* START Text extract *
Re: lockup in parallel hash join on dikkop (freebsd 14.0-current)

From: Thomas Munro <thomas(dot)munro(at)gmail(dot)com>
To: Tom Lane <tgl(at)sss(dot)pgh(dot)pa(dot)us>
Cc: Tomas Vondra <tomas(dot)vondra(at)enterprisedb(dot)com>, PostgreSQL Hackers <pgsql-hackers(at)lists(dot)postgresql(dot)org>
Subject: Re: lockup in parallel hash join on dikkop (freebsd 14.0-current)
Date: 2023-01-27 09:23:58
Message-ID: CA+hUKG+YkAnOLrKKcy-FLjoVUV3r=L+c28gzMSL58Cv9jC4nvg@mail.gmail.com
Views: Raw Message | Whole Thread | Download mbox | Resend email
Thread:
Lists: pgsql-hackers

After 1000 make check loops, and 1000 make -C src/test/modules/test_shm_mq
check loops, on the same FBSD 13.1 machine as elver which has failed
like this once before, I haven't been able to reproduce this on
REL_12_STABLE. Not really sure how to chase this, but if you see this
situation again, I'd been interested to see the output of fstat -p PID
(shows bytes in pipes) and procstat -j PID (shows pending signals) for
all PIDs involved (before connecting a debugger or doing anything else
that might make it return with EINTR, after which we know it continues
happily because it then sees latch->is_set next time around the loop).
* END Text extract *
__Task list__
1. Rewrite the paragraph of the message starting "After 1000 make check loops" as a short bulleted list that keeps its main facts.
2. Return, word for word, the part of the message that opens with the words containing "After 1000 make" and closes with "around the loop).".
* START Raw data *
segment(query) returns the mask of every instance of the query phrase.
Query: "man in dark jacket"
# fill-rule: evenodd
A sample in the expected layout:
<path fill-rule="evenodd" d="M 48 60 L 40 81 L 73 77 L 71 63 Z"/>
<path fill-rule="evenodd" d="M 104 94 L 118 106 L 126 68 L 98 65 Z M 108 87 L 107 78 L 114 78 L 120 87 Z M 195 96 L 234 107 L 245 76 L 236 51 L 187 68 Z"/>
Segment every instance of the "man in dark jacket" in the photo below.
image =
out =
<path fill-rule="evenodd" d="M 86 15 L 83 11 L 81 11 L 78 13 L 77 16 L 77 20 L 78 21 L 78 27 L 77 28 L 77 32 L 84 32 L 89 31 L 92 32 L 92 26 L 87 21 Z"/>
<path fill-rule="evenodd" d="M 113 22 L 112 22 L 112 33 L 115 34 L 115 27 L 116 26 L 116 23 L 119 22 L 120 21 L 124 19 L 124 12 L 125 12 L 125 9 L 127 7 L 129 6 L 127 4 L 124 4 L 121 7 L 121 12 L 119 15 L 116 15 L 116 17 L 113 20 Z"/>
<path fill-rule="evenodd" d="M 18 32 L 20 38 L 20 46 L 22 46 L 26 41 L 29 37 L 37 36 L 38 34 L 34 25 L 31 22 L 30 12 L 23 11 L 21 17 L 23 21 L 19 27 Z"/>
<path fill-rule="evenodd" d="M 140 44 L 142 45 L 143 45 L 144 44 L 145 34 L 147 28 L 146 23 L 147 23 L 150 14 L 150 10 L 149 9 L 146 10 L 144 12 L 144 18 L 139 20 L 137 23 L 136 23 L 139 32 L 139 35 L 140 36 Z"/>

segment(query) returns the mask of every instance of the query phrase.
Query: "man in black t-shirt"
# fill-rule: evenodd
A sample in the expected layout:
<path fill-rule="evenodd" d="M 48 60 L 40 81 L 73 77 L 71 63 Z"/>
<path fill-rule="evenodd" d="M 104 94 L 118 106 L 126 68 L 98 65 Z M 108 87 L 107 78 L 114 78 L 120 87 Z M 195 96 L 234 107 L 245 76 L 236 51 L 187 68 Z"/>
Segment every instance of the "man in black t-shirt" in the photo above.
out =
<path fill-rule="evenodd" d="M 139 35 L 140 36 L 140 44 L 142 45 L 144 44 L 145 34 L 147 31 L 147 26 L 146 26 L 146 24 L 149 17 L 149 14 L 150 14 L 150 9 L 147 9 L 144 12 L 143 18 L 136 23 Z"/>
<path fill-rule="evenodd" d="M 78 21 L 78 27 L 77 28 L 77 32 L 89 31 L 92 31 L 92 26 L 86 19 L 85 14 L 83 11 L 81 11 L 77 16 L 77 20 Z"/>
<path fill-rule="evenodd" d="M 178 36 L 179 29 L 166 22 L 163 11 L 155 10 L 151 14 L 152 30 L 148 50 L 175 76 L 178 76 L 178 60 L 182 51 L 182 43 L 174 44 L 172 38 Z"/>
* END Raw data *
__Expected responses__
1.
- The writer ran 1000 make check loops and 1000 make -C src/test/modules/test_shm_mq check loops on REL_12_STABLE.
- The runs were on the same FBSD 13.1 machine as elver, which had failed this way once before.
- The problem could not be reproduced, and the writer isn't sure how to chase it.
- If it happens again, the writer would like to see, for all PIDs involved:
  - fstat -p PID, which shows bytes in pipes
  - procstat -j PID, which shows pending signals
- These should be taken before connecting a debugger or doing anything else that might make it return with EINTR. After that, it is known to continue happily because it then sees latch->is_set next time around the loop.

2.
After 1000 make check loops, and 1000 make -C src/test/modules/test_shm_mq
check loops, on the same FBSD 13.1 machine as elver which has failed
like this once before, I haven't been able to reproduce this on
REL_12_STABLE. Not really sure how to chase this, but if you see this
situation again, I'd been interested to see the output of fstat -p PID
(shows bytes in pipes) and procstat -j PID (shows pending signals) for
all PIDs involved (before connecting a debugger or doing anything else
that might make it return with EINTR, after which we know it continues
happily because it then sees latch->is_set next time around the loop).